** Start **
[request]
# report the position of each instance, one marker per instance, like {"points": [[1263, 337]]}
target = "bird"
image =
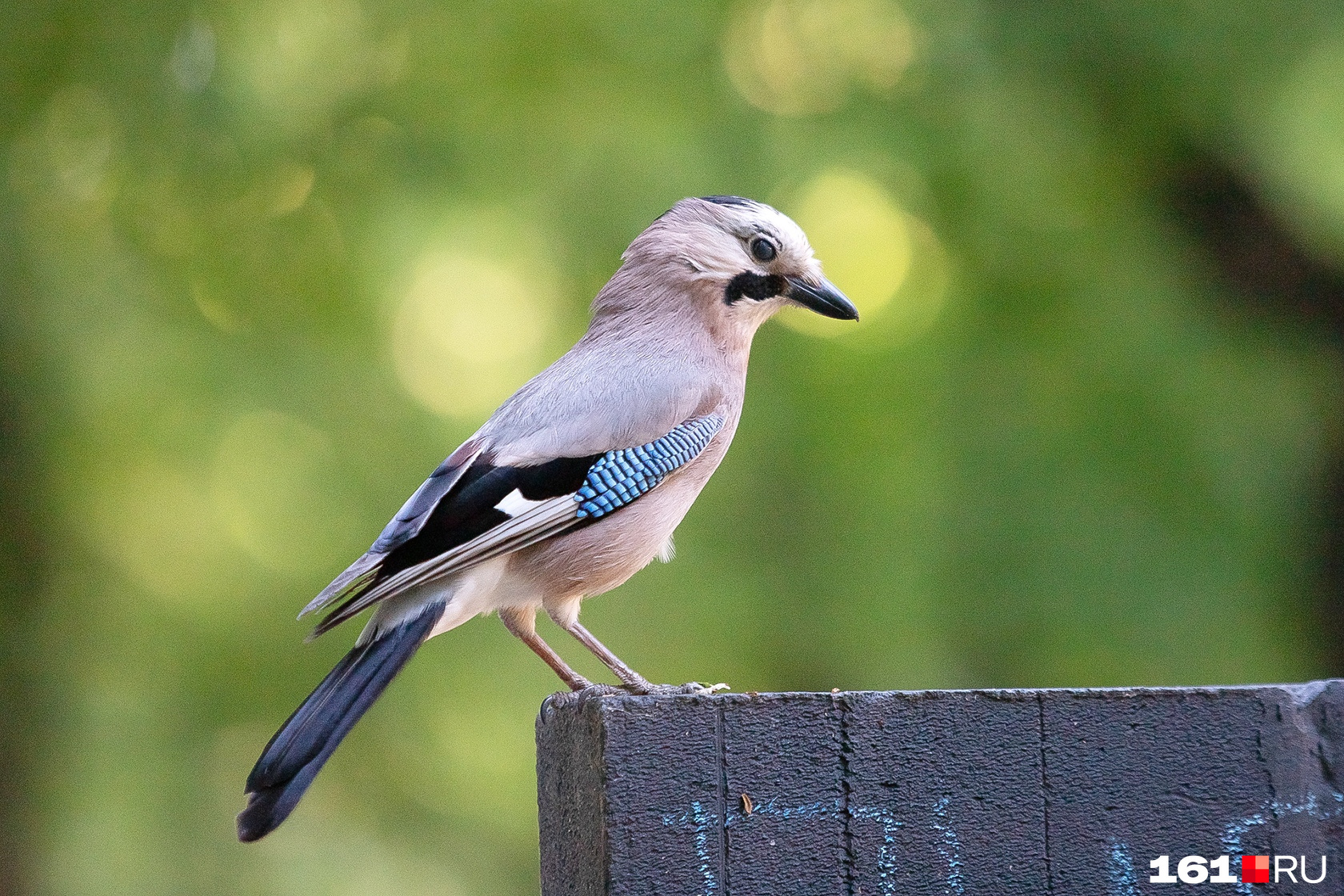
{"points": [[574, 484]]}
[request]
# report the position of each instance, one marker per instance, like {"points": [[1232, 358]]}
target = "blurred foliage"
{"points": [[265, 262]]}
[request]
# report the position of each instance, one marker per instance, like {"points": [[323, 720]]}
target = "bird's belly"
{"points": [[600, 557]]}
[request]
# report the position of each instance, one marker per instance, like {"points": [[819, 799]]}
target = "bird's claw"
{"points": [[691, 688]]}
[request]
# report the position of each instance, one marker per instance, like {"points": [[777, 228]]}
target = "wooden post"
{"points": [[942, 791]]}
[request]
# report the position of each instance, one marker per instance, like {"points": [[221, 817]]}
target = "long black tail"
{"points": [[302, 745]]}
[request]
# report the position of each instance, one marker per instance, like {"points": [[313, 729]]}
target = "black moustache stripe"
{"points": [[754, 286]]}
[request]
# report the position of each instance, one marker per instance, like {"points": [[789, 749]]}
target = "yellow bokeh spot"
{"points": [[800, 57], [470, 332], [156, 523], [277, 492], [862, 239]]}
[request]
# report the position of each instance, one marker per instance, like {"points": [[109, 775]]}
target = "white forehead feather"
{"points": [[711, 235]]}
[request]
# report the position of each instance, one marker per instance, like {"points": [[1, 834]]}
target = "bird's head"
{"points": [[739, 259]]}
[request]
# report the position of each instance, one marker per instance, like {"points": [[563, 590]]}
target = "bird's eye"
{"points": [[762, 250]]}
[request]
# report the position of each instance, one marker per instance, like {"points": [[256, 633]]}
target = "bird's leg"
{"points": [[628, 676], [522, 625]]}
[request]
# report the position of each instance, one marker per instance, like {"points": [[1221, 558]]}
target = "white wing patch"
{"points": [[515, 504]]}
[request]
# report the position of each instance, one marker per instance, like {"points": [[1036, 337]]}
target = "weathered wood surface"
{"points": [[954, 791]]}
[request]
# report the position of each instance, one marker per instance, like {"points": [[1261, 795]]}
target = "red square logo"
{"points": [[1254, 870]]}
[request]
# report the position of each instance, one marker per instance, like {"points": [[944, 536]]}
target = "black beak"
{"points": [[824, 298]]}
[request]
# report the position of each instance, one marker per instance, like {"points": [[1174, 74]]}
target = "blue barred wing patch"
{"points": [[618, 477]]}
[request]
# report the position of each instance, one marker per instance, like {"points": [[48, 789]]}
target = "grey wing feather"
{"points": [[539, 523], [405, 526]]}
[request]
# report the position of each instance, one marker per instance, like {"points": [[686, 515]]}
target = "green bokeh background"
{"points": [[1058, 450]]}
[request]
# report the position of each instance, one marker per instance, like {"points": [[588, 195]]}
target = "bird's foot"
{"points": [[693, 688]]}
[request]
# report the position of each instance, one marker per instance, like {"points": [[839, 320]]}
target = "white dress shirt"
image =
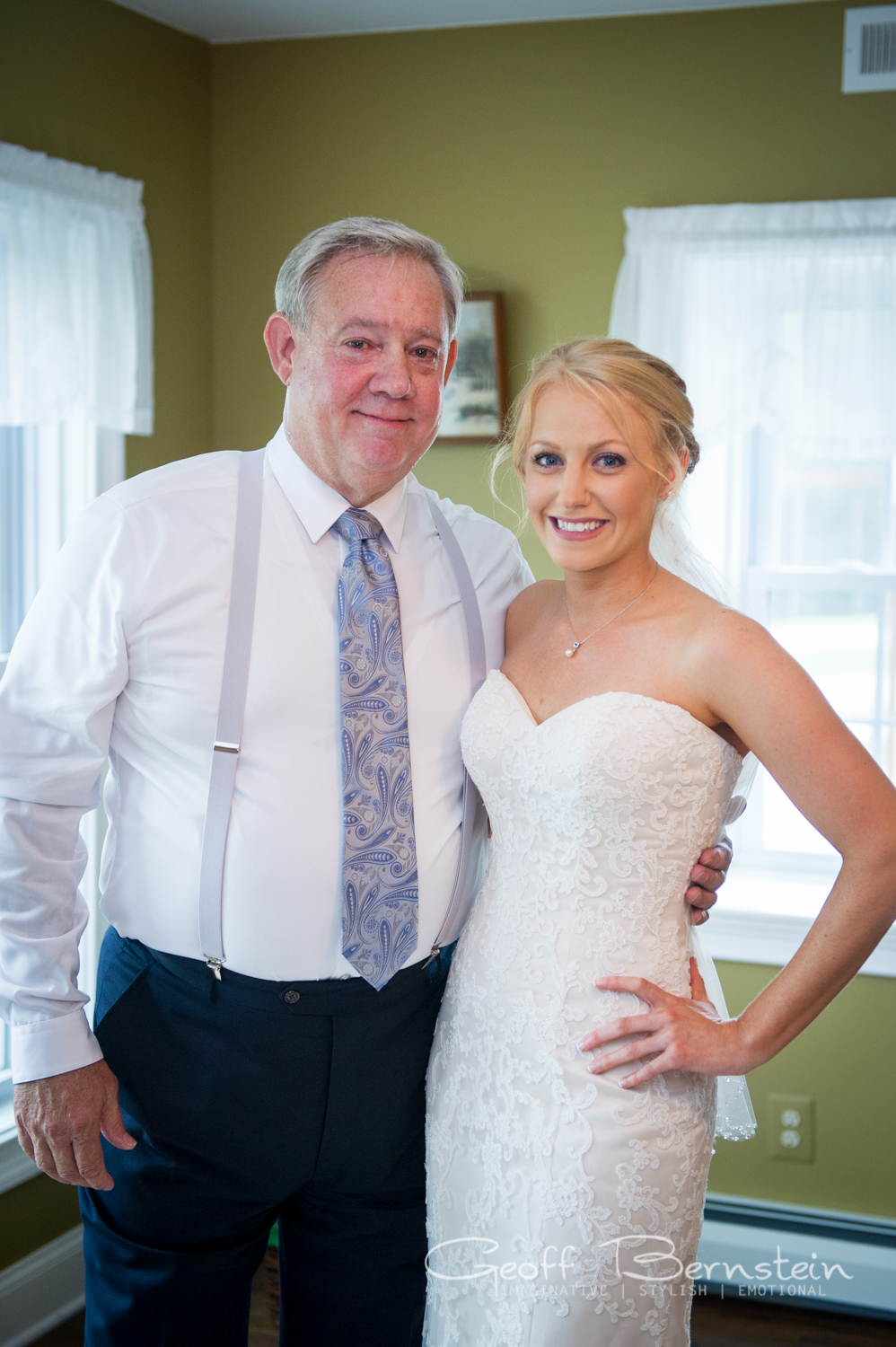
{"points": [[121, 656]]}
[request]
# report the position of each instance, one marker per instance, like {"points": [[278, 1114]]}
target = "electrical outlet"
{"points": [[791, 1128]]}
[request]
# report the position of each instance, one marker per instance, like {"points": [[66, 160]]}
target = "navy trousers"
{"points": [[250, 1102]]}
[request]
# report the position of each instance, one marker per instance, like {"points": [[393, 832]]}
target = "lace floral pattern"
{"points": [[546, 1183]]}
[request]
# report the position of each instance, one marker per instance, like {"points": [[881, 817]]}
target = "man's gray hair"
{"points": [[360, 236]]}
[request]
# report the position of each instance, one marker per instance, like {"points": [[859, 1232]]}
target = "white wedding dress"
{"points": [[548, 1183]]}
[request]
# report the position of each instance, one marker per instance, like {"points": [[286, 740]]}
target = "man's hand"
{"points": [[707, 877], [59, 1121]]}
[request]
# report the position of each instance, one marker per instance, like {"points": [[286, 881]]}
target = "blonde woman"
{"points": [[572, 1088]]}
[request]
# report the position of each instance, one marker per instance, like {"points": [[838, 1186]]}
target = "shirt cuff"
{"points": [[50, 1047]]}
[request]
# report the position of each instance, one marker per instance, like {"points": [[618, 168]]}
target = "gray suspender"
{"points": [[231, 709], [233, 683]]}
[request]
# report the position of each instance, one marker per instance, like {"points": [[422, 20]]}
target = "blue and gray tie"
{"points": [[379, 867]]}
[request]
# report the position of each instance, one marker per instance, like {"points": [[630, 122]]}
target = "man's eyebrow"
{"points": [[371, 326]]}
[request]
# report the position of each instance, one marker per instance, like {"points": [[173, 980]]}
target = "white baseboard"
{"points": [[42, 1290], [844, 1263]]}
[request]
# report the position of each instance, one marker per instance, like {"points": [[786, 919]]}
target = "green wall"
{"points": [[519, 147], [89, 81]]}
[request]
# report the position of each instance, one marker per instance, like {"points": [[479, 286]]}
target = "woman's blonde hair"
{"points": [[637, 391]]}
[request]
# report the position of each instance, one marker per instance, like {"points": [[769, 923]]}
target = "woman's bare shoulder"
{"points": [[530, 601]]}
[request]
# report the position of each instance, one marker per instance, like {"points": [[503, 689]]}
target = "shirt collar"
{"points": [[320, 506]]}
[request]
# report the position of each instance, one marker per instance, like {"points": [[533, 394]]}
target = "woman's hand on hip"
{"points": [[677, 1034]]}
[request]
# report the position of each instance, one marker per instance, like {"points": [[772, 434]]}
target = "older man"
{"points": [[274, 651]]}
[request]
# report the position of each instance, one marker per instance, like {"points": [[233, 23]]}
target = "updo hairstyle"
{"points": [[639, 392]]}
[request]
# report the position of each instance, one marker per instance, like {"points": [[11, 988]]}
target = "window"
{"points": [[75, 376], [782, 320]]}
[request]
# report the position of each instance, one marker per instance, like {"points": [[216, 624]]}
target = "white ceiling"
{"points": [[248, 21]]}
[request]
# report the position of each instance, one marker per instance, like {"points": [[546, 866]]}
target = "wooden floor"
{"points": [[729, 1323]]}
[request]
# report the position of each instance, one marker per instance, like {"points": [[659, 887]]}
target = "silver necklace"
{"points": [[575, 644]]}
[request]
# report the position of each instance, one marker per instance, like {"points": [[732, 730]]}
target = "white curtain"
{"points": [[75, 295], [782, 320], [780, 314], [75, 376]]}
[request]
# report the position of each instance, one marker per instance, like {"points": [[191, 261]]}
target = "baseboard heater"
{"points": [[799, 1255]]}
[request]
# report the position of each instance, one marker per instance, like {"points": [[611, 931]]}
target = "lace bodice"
** End **
◆ WHAT IS ASKED
Repeat the material exactly as it reads, without any of its pictures.

◆ EXERCISE SOLUTION
[request]
# report the position of each instance, one marker per instance, like {"points": [[1263, 337]]}
target = "bird"
image =
{"points": [[574, 484]]}
[request]
# report the position of each instance, one marker per instance, like {"points": [[1232, 358]]}
target = "blurred foliage"
{"points": [[265, 262]]}
[request]
# report the position of each instance, one marker per instance, like {"points": [[323, 720]]}
target = "bird's belly"
{"points": [[600, 557]]}
[request]
# report the position of each instance, one marker per instance, like {"points": [[819, 799]]}
target = "bird's claw"
{"points": [[691, 688]]}
[request]
# report the position of each instance, one marker per instance, like {"points": [[777, 228]]}
target = "wooden post"
{"points": [[942, 791]]}
[request]
# report the position of each instance, one marker per instance, like {"points": [[221, 817]]}
target = "long black tail"
{"points": [[302, 745]]}
[request]
# report the position of each instance, one marker per instance, like {"points": [[313, 729]]}
target = "black moustache stripe"
{"points": [[754, 286]]}
[request]
# report the position of each instance, one marker per instance, like {"points": [[789, 749]]}
target = "yellow bokeh spot"
{"points": [[800, 57], [470, 332], [156, 523], [277, 492], [862, 239]]}
[request]
# report the position of each instance, one marker per instance, like {"points": [[109, 775]]}
target = "white forehead feather"
{"points": [[711, 235]]}
[request]
# report the position of each instance, one marker per instance, like {"points": [[1, 834]]}
target = "bird's head"
{"points": [[739, 259]]}
[request]
# report the position of each instance, one marker per instance, like {"points": [[563, 590]]}
target = "bird's eye"
{"points": [[762, 250]]}
[request]
# report the position of each instance, one marker per instance, like {"points": [[256, 633]]}
target = "bird's leg"
{"points": [[628, 676], [522, 625]]}
[request]
# report the position of each instance, one marker per instance, like {"points": [[1221, 558]]}
target = "white wing patch"
{"points": [[515, 504]]}
[request]
# report the position of each instance, one marker per instance, like {"points": [[1036, 337]]}
target = "weathered wood surface"
{"points": [[954, 791]]}
[request]
# report the position of each instance, one marker per instance, like {"points": [[1261, 795]]}
target = "red square logo"
{"points": [[1254, 870]]}
[request]
# report the position of each instance, one marker per instance, like {"points": [[944, 536]]}
target = "black beak"
{"points": [[824, 298]]}
[request]
# report the position of each instance, one marker per instance, like {"points": [[1174, 74]]}
target = "blue barred wing patch"
{"points": [[618, 477]]}
[request]
# report the position of each instance, one marker per instance, like {"points": [[48, 789]]}
target = "grey wing feather"
{"points": [[539, 523], [405, 526]]}
[request]
# report the position of each instance, one marker per instance, like {"points": [[686, 515]]}
target = "green bokeh background"
{"points": [[1058, 450]]}
[request]
# report the position of each instance, one marker per instance, like {"points": [[588, 195]]}
target = "bird's foot"
{"points": [[693, 688]]}
[request]
# report the position of each instance, one marker per instance, like {"points": [[839, 320]]}
target = "white dress shirt"
image =
{"points": [[121, 656]]}
[request]
# report the position of each instance, one marker per instance, like {"points": [[278, 1114]]}
target = "electrical outlet"
{"points": [[791, 1128]]}
[request]
# report the position of each instance, one marker per instance, like {"points": [[66, 160]]}
target = "navy trousers"
{"points": [[250, 1102]]}
[request]
# report the position of each instance, one marker per instance, like {"points": [[393, 832]]}
target = "lace floral pattern"
{"points": [[546, 1183]]}
[request]
# report the position of each instance, one marker per instance, like {"points": [[881, 817]]}
target = "man's gray hair"
{"points": [[360, 236]]}
[request]
# report the position of each instance, one marker per instance, like {"points": [[859, 1232]]}
target = "white wedding dress"
{"points": [[548, 1183]]}
[request]
# report the position of each instance, one marker per instance, like {"points": [[286, 740]]}
target = "man's hand"
{"points": [[707, 877], [59, 1121]]}
[request]
# report the position of each instance, one marker per instance, like {"points": [[286, 881]]}
target = "blonde woman"
{"points": [[572, 1088]]}
[request]
# report the position of each instance, one marker per instance, like {"points": [[838, 1186]]}
target = "shirt cuff"
{"points": [[50, 1047]]}
[request]
# report the position of each instance, one marker per instance, like {"points": [[618, 168]]}
target = "gray suspender"
{"points": [[231, 709], [233, 683]]}
[request]
# report the position of each instance, one marker per instance, like {"points": [[422, 20]]}
target = "blue and gray tie"
{"points": [[379, 867]]}
[request]
# report the position of each instance, one marker per instance, like {"points": [[630, 122]]}
target = "man's eyebrow"
{"points": [[371, 326]]}
[request]
# report the position of each instance, one marker per instance, like {"points": [[173, 980]]}
target = "white baseboard"
{"points": [[42, 1290], [844, 1263]]}
[request]
# report the position of each instance, one marker per instance, like {"points": [[786, 919]]}
target = "green wall"
{"points": [[519, 147], [89, 81]]}
[request]
# report the position of each instance, one marker per instance, like {"points": [[479, 286]]}
target = "woman's blonde hair"
{"points": [[637, 391]]}
[request]
# report the position of each instance, one marker per instance, like {"points": [[769, 923]]}
target = "woman's bare shoulder"
{"points": [[530, 601]]}
[request]
# report the position of each instance, one marker per instance, like {"points": [[503, 689]]}
target = "shirt collar"
{"points": [[320, 506]]}
[request]
# report the position of each instance, one marker per instance, like {"points": [[533, 394]]}
target = "woman's hand on hip"
{"points": [[677, 1034]]}
[request]
# report the position of each instance, one marker per instance, like {"points": [[772, 434]]}
target = "older man"
{"points": [[274, 651]]}
[request]
# report the position of each instance, one marker per instance, like {"points": [[233, 23]]}
target = "updo hairstyle"
{"points": [[639, 392]]}
[request]
# report the position of each instance, one marker per instance, like {"points": [[11, 988]]}
target = "window"
{"points": [[75, 376], [782, 320]]}
[request]
# report the position of each instance, one marker per instance, like {"points": [[216, 624]]}
target = "white ceiling"
{"points": [[248, 21]]}
[request]
# report the position of each instance, one marker per instance, like {"points": [[546, 866]]}
target = "wooden floor"
{"points": [[729, 1323]]}
[request]
# report the position of each instance, one marker per instance, like {"points": [[659, 887]]}
target = "silver necklace"
{"points": [[575, 644]]}
[request]
# report the position of each instance, one marker per instance, like {"points": [[732, 730]]}
target = "white curtain"
{"points": [[75, 295], [782, 320], [780, 314], [75, 376]]}
[request]
# report the position of each instance, one marker per instance, like {"points": [[191, 261]]}
target = "baseboard heater"
{"points": [[799, 1255]]}
[request]
# report the position of each instance, one marker per instance, like {"points": [[611, 931]]}
target = "lace bodice"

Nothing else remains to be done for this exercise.